### [Work to be completed]
Would you please reproduce all the entries exactly, leaving the pictures out?

### Task inputs ###

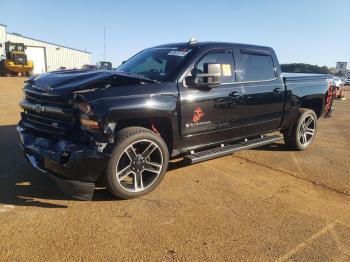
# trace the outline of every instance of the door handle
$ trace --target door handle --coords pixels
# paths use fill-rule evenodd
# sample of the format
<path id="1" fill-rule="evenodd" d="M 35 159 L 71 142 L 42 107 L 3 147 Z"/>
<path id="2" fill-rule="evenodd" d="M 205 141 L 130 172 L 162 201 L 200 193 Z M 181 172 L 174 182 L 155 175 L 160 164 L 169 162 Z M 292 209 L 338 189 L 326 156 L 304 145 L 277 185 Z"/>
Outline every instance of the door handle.
<path id="1" fill-rule="evenodd" d="M 281 93 L 282 92 L 282 88 L 276 87 L 276 88 L 273 89 L 273 92 L 274 93 Z"/>
<path id="2" fill-rule="evenodd" d="M 229 94 L 230 97 L 239 97 L 239 92 L 238 91 L 232 91 L 230 94 Z"/>

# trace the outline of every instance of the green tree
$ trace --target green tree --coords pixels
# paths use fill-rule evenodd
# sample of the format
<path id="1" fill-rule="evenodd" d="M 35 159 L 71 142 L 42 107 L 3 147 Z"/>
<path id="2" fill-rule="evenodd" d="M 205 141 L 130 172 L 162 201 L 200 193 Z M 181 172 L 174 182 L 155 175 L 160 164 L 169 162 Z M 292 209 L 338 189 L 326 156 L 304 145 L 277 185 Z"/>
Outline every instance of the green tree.
<path id="1" fill-rule="evenodd" d="M 312 74 L 330 74 L 327 66 L 317 66 L 303 63 L 282 64 L 282 72 L 286 73 L 312 73 Z"/>

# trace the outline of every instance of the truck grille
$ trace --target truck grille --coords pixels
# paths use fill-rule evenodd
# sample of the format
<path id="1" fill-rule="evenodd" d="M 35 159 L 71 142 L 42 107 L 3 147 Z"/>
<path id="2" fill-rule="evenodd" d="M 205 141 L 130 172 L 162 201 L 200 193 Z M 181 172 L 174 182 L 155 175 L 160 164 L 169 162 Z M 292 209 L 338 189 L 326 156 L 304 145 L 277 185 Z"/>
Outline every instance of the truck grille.
<path id="1" fill-rule="evenodd" d="M 49 96 L 45 93 L 26 90 L 25 100 L 20 105 L 25 127 L 41 133 L 66 135 L 73 131 L 77 123 L 77 114 L 67 96 Z"/>
<path id="2" fill-rule="evenodd" d="M 26 91 L 26 100 L 30 103 L 40 104 L 42 106 L 72 108 L 72 104 L 67 96 L 48 96 L 39 92 Z"/>

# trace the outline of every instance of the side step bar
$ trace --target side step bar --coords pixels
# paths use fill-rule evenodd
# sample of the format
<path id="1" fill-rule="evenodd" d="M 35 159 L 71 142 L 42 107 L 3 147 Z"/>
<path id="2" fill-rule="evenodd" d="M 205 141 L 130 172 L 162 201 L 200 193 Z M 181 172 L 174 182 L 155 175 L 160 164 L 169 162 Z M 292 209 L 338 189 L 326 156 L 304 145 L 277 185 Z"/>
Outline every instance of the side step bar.
<path id="1" fill-rule="evenodd" d="M 193 154 L 185 156 L 184 161 L 189 164 L 195 164 L 209 159 L 230 155 L 238 151 L 268 145 L 281 139 L 283 139 L 283 137 L 278 135 L 263 136 L 248 141 L 238 142 L 231 145 L 225 145 L 204 151 L 195 152 Z"/>

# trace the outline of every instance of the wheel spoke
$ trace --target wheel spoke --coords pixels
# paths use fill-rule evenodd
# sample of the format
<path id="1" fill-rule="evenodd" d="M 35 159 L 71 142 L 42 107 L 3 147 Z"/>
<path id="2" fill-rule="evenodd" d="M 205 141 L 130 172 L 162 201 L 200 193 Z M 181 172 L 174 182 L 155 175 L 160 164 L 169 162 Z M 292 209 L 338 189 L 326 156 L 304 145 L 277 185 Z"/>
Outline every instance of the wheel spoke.
<path id="1" fill-rule="evenodd" d="M 134 189 L 137 190 L 137 174 L 134 173 Z"/>
<path id="2" fill-rule="evenodd" d="M 156 145 L 150 143 L 150 144 L 148 145 L 148 147 L 142 152 L 141 156 L 142 156 L 143 158 L 149 157 L 149 156 L 153 153 L 153 151 L 156 150 L 156 148 L 157 148 Z"/>
<path id="3" fill-rule="evenodd" d="M 307 143 L 307 138 L 306 138 L 306 134 L 305 133 L 302 135 L 302 138 L 303 138 L 303 144 L 306 144 Z"/>
<path id="4" fill-rule="evenodd" d="M 129 157 L 129 159 L 132 161 L 136 157 L 136 151 L 133 145 L 129 146 L 126 151 L 126 155 Z"/>
<path id="5" fill-rule="evenodd" d="M 119 181 L 122 181 L 124 178 L 126 178 L 131 173 L 131 165 L 126 166 L 121 171 L 117 173 L 117 178 Z"/>
<path id="6" fill-rule="evenodd" d="M 143 190 L 142 172 L 134 173 L 134 190 L 135 191 Z"/>
<path id="7" fill-rule="evenodd" d="M 162 169 L 162 165 L 147 161 L 143 170 L 158 173 Z"/>
<path id="8" fill-rule="evenodd" d="M 308 135 L 313 136 L 314 133 L 315 133 L 315 130 L 314 130 L 314 129 L 311 129 L 311 128 L 306 128 L 305 133 L 308 134 Z"/>
<path id="9" fill-rule="evenodd" d="M 140 189 L 143 189 L 143 177 L 142 177 L 142 172 L 139 173 L 139 178 L 140 178 Z"/>
<path id="10" fill-rule="evenodd" d="M 298 139 L 299 139 L 299 141 L 300 141 L 300 138 L 303 136 L 303 133 L 301 133 L 301 132 L 299 132 L 299 134 L 298 134 Z"/>
<path id="11" fill-rule="evenodd" d="M 305 120 L 306 120 L 306 119 L 305 119 Z M 304 121 L 305 121 L 305 120 L 304 120 Z M 305 123 L 305 126 L 306 126 L 306 127 L 309 127 L 309 125 L 310 125 L 311 123 L 313 123 L 313 122 L 314 122 L 313 117 L 310 117 L 309 120 L 307 120 L 307 122 Z"/>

###

### [Solution to this problem]
# trace the outline of every instance of the door handle
$ trace --target door handle --coords pixels
# paths use fill-rule evenodd
# sample of the format
<path id="1" fill-rule="evenodd" d="M 35 159 L 71 142 L 42 107 L 3 147 Z"/>
<path id="2" fill-rule="evenodd" d="M 205 141 L 130 172 L 162 201 L 200 193 Z M 181 172 L 174 182 L 155 175 L 160 164 L 169 162 Z M 292 209 L 338 189 L 326 156 L 304 145 L 277 185 Z"/>
Outline every instance of the door handle.
<path id="1" fill-rule="evenodd" d="M 281 93 L 282 92 L 282 88 L 276 87 L 276 88 L 273 89 L 273 92 L 274 93 Z"/>
<path id="2" fill-rule="evenodd" d="M 229 94 L 230 97 L 239 97 L 239 92 L 238 91 L 232 91 L 230 94 Z"/>

# trace the outline of every instance of the green tree
$ trace --target green tree --coords pixels
# paths use fill-rule evenodd
# sample of the format
<path id="1" fill-rule="evenodd" d="M 35 159 L 71 142 L 42 107 L 3 147 Z"/>
<path id="2" fill-rule="evenodd" d="M 205 141 L 130 172 L 162 201 L 200 193 Z M 181 172 L 174 182 L 155 175 L 160 164 L 169 162 Z M 292 209 L 338 189 L 326 156 L 304 145 L 277 185 Z"/>
Outline every instance of the green tree.
<path id="1" fill-rule="evenodd" d="M 312 74 L 330 74 L 327 66 L 317 66 L 303 63 L 282 64 L 282 72 L 286 73 L 312 73 Z"/>

# trace the outline of every instance of the truck grille
$ trace --target truck grille --coords pixels
# paths use fill-rule evenodd
# sample of the format
<path id="1" fill-rule="evenodd" d="M 35 159 L 71 142 L 42 107 L 3 147 Z"/>
<path id="2" fill-rule="evenodd" d="M 205 141 L 130 172 L 162 201 L 200 193 Z M 181 172 L 174 182 L 155 175 L 160 164 L 169 162 Z M 292 209 L 338 189 L 326 156 L 304 145 L 277 185 Z"/>
Outline every instance of the truck grille.
<path id="1" fill-rule="evenodd" d="M 49 96 L 45 93 L 26 90 L 25 100 L 20 105 L 25 127 L 41 133 L 66 135 L 73 131 L 77 123 L 77 114 L 67 96 Z"/>
<path id="2" fill-rule="evenodd" d="M 26 91 L 26 100 L 30 103 L 40 104 L 42 106 L 72 108 L 72 104 L 67 96 L 48 96 L 39 92 Z"/>

# trace the outline of every instance of the side step bar
$ trace --target side step bar --coords pixels
# paths use fill-rule evenodd
# sample of the format
<path id="1" fill-rule="evenodd" d="M 35 159 L 71 142 L 42 107 L 3 147 Z"/>
<path id="2" fill-rule="evenodd" d="M 205 141 L 130 172 L 162 201 L 200 193 Z M 181 172 L 174 182 L 155 175 L 160 164 L 169 162 Z M 292 209 L 338 189 L 326 156 L 304 145 L 277 185 Z"/>
Outline every instance of the side step bar.
<path id="1" fill-rule="evenodd" d="M 193 154 L 185 156 L 184 161 L 189 164 L 195 164 L 209 159 L 230 155 L 238 151 L 268 145 L 281 139 L 283 139 L 283 137 L 278 135 L 263 136 L 248 141 L 238 142 L 231 145 L 225 145 L 204 151 L 195 152 Z"/>

# trace the outline of every instance of the wheel spoke
$ trace --target wheel spoke --coords pixels
# paths use fill-rule evenodd
# sample of the format
<path id="1" fill-rule="evenodd" d="M 35 159 L 71 142 L 42 107 L 3 147 Z"/>
<path id="2" fill-rule="evenodd" d="M 205 141 L 130 172 L 162 201 L 200 193 Z M 181 172 L 174 182 L 155 175 L 160 164 L 169 162 Z M 292 209 L 338 189 L 326 156 L 304 145 L 277 185 Z"/>
Outline every instance of the wheel spoke.
<path id="1" fill-rule="evenodd" d="M 134 189 L 137 190 L 137 174 L 134 173 Z"/>
<path id="2" fill-rule="evenodd" d="M 156 145 L 150 143 L 150 144 L 148 145 L 148 147 L 142 152 L 141 156 L 142 156 L 143 158 L 149 157 L 149 156 L 153 153 L 153 151 L 156 150 L 156 148 L 157 148 Z"/>
<path id="3" fill-rule="evenodd" d="M 307 143 L 307 138 L 306 138 L 306 134 L 305 133 L 302 135 L 302 138 L 303 138 L 303 144 L 306 144 Z"/>
<path id="4" fill-rule="evenodd" d="M 129 157 L 129 159 L 132 161 L 136 157 L 136 151 L 133 145 L 129 146 L 126 151 L 126 155 Z"/>
<path id="5" fill-rule="evenodd" d="M 119 181 L 122 181 L 124 178 L 126 178 L 131 173 L 131 165 L 126 166 L 121 171 L 117 173 L 117 178 Z"/>
<path id="6" fill-rule="evenodd" d="M 143 190 L 142 172 L 134 173 L 134 190 L 135 191 Z"/>
<path id="7" fill-rule="evenodd" d="M 162 169 L 162 165 L 147 161 L 143 170 L 158 173 Z"/>
<path id="8" fill-rule="evenodd" d="M 308 135 L 313 136 L 314 133 L 315 133 L 315 130 L 314 130 L 314 129 L 311 129 L 311 128 L 306 128 L 305 133 L 308 134 Z"/>
<path id="9" fill-rule="evenodd" d="M 140 189 L 143 189 L 143 177 L 142 177 L 142 172 L 139 173 L 139 178 L 140 178 Z"/>
<path id="10" fill-rule="evenodd" d="M 298 139 L 299 139 L 299 141 L 300 141 L 300 138 L 303 136 L 303 133 L 301 133 L 301 132 L 299 132 L 299 134 L 298 134 Z"/>
<path id="11" fill-rule="evenodd" d="M 305 120 L 306 120 L 306 119 L 305 119 Z M 304 121 L 305 121 L 305 120 L 304 120 Z M 305 123 L 305 126 L 306 126 L 306 127 L 309 127 L 309 125 L 310 125 L 311 123 L 313 123 L 313 122 L 314 122 L 313 117 L 310 117 L 309 120 L 307 120 L 307 122 Z"/>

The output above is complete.